Clearly, deities weren’t the only thing on Adams’s mind. This was an excitable moment in which Adams was rattling off many of the ideas to his wife in Braintree. Adams was lonely in Philly, a bit busy contemplating nothing less a major revolution (inarguably a political achievement far more profound than anything Forbes has planned in his life). So I think, under the circumstances, he should probably be cut some slack. Besides, what of these other ideas that Adams had in mind? What of “guns, bells, bonfires, and illuminations?” It’s a pity that the only people who seem to get together to educate themselves on these topics are libertarians.

Whereas 4 days after approving the Declaration, the Liberty Bell was rung;

Whereas the Liberty Bell was named for the Biblical inscription from Leviticus 25:10 emblazoned around it: `Proclaim liberty throughout the land, to all the inhabitants thereof’;

To take these two items at once, while it is true that the Liberty Bell’s inscription was taken from Leviticus 25:10, the Bell was commissioned not to celebrate religion, but to commemorate the 50th anniversary of William Penn’s 1701 Charter of Privileges. Penn was a big God-loving man himself, but he, nevertheless, had this forward-thinking idea:

That no Person or Persons, inhabiting in this Province or Territories, who shall confess and acknowledge One almighty God, the Creator, Upholder and Ruler of the World; and profess him or themselves obliged to live quietly under the Civil Government, shall be in any Case molested or prejudiced, in his or their Person or Estate, because of his or their conscientious Persuasion or Practice, nor be compelled to frequent or maintain any religious Worship, Place or Ministry, contrary to his or their Mind, or to do or super any other Act or Thing, contrary to their religious Persuasion.

Well, gee, that sounds like a guy who was pretty hands-off when it came to enforced church going. Funny. When you start examining the specific reasons why certain symbols were established, the origins appear decidedly more tolerant than Bible-thumping pettifoggers like Forbes concocting 21st century malarkey.

---*---

* SET TASKS *
**A)** Can you summarize the Liberty Bell passage in two sentences?
**B)** Would you return the Liberty Bell passage from "That no Person" to "their religious Persuasion."?
**C)** Can you take the Liberty Bell passage further, picking up after its final sentence?

* ENTRIES PROVIDED *
---*---

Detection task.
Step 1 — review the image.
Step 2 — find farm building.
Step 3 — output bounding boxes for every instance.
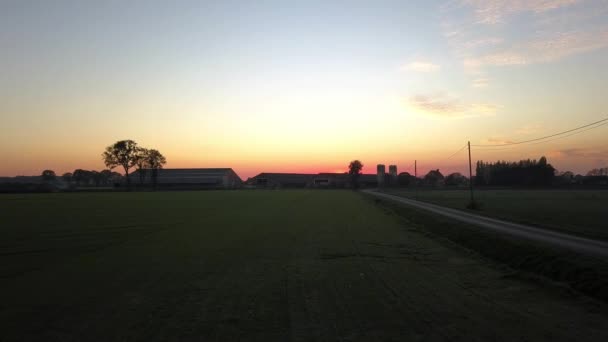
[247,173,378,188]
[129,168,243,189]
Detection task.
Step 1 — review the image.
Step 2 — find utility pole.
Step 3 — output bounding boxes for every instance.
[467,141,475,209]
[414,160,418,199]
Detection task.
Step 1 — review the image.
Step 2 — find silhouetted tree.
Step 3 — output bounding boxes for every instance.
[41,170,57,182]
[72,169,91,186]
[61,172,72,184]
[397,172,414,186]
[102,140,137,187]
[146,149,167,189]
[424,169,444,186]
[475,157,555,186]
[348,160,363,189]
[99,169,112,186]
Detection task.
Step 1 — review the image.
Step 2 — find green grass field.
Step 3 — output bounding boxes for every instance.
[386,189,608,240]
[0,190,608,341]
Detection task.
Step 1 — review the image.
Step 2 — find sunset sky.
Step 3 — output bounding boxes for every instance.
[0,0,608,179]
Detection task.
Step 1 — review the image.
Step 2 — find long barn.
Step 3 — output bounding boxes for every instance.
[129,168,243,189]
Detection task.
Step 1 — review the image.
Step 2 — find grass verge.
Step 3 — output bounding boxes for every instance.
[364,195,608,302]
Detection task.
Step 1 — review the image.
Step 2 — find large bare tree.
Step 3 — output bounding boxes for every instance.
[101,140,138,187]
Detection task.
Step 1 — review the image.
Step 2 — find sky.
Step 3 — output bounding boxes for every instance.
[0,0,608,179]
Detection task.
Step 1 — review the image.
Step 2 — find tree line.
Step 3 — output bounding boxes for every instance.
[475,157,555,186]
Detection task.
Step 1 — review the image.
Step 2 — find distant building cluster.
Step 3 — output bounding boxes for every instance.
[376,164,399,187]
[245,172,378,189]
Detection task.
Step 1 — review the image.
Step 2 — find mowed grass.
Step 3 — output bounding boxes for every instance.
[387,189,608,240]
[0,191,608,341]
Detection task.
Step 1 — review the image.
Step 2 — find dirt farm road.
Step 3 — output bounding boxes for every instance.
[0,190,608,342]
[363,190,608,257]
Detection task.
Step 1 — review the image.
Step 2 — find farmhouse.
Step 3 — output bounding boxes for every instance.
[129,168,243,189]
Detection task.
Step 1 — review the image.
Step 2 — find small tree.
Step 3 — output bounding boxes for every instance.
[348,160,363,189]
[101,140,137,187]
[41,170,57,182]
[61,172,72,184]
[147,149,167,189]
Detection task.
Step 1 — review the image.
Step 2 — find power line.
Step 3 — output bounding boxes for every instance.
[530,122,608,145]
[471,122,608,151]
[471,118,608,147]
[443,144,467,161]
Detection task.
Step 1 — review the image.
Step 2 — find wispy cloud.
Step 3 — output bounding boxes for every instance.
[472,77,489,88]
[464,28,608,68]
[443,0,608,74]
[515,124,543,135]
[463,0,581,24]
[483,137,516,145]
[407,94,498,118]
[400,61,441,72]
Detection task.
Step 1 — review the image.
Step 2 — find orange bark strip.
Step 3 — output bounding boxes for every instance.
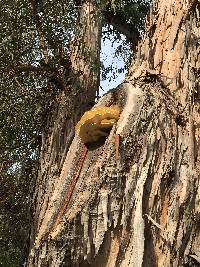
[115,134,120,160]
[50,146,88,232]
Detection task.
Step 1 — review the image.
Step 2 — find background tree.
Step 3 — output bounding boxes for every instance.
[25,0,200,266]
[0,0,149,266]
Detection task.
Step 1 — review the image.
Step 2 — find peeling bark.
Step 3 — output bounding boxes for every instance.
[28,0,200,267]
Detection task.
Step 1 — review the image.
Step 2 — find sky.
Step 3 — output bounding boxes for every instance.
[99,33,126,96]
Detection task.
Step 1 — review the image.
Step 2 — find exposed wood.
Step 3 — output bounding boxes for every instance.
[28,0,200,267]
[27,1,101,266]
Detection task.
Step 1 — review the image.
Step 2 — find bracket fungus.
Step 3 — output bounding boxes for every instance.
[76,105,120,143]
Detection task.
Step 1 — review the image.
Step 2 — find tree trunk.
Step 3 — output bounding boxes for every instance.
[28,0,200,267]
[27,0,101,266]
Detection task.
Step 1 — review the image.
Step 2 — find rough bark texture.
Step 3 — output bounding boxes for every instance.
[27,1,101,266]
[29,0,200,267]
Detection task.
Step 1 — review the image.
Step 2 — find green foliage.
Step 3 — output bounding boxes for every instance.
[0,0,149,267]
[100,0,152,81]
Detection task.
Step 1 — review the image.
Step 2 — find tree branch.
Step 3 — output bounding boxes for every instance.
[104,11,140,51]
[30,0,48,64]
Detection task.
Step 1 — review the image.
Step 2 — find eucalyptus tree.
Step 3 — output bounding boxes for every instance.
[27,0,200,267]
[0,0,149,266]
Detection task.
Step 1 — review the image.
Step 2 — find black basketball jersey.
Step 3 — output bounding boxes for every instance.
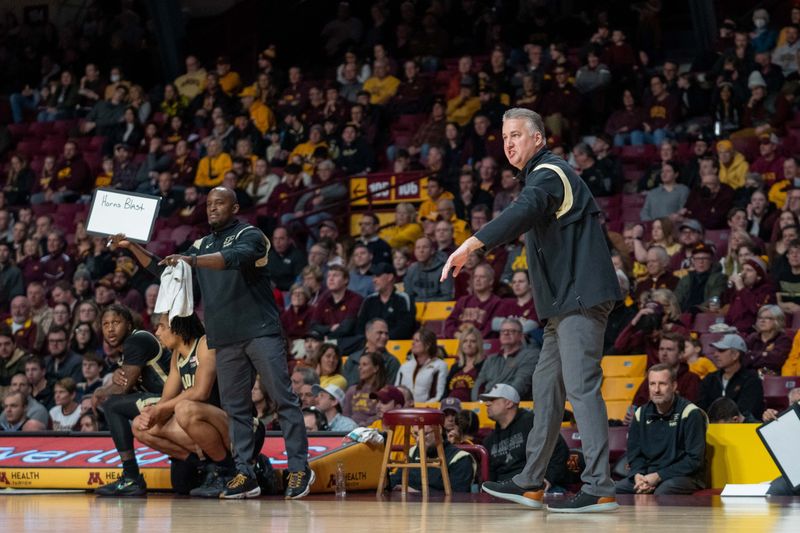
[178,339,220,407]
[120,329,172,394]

---*---

* ANSWERS IN ORDER *
**A)** The writer argues that Adams, lonely in Philadelphia and contemplating a major revolution, should be cut some slack, and points out that he also had "guns, bells, bonfires, and illuminations" in mind. Although the Liberty Bell's inscription comes from Leviticus 25:10, the writer says the Bell was commissioned to commemorate the 50th anniversary of William Penn's 1701 Charter of Privileges, whose protection against compelled religious worship suggests origins more tolerant than Forbes claims.

**B)**
That no Person or Persons, inhabiting in this Province or Territories, who shall confess and acknowledge One almighty God, the Creator, Upholder and Ruler of the World; and profess him or themselves obliged to live quietly under the Civil Government, shall be in any Case molested or prejudiced, in his or their Person or Estate, because of his or their conscientious Persuasion or Practice, nor be compelled to frequent or maintain any religious Worship, Place or Ministry, contrary to his or their Mind, or to do or super any other Act or Thing, contrary to their religious Persuasion.

**C)**
Whereas in 1777, Congress, facing a National shortage of `Bibles for our schools, and families, and for the public worship of God in our churches,’ announced that they `desired to have a Bible printed under their care & by their encouragement’ and therefore ordered 20,000 copies of the Bible to be imported `into the different ports of the States of the Union’;

The Daily Kos would prefer to declare this a lie without bothering to look this up. And that’s a very bad precedent for any thinking individual. The specific claim was promulgated in William Joseph Federer’s America’s God and Country Encyclopedia of Quotations (p. 146, if you can access it through Google Books). Federer claimed that, on September 11, 1777, the Chaplain of Congress, Patrick Allison, brought this matter to Congress’s attention and that the Committee of Commerce was ordered to import 20,000 copies of the Bible from Holland. Except that, according to the Library of Congress, this did indeed happen.

randyforbes.jpgThe bullshit actually comes from Forbes, who puts phrases into Rev. Allison’s mouth that, as we can see and unless I can be proven wrong, simply don’t exist on the official record available to the public. Allison got Congress to move the Bibles not because Congress “desired to have a Bible printed under their care & by their encouragement,” but because, as the record states:

The committee appointed to consider the memorial of the Rev. Dr. Allison and others, report, “That they have conferred fully with the printers, &c. in this city,and are of opinion, that the proper types for printing the Bible are not to be had in this country, and that the paper cannot be procured, but with such difficulties and subject to such casualties, as render any dependence on it altogether improper: that to import types for the purpose of setting up an entire edition of the bible, and to strike off 30,000 copies, with paper, binding, &c. will cost £10,272 10, which must be advanced by Congress, to be reimbursed by the sale of the books: (Emphasis added)

It was a general paper shortage that caused the Rev. Dr. Allison and others to figure out how books in general could be printed under the circumstances.

* * *

I’ve Googled around after typing all this, and discovered that Chris Rodda has also done some debunking.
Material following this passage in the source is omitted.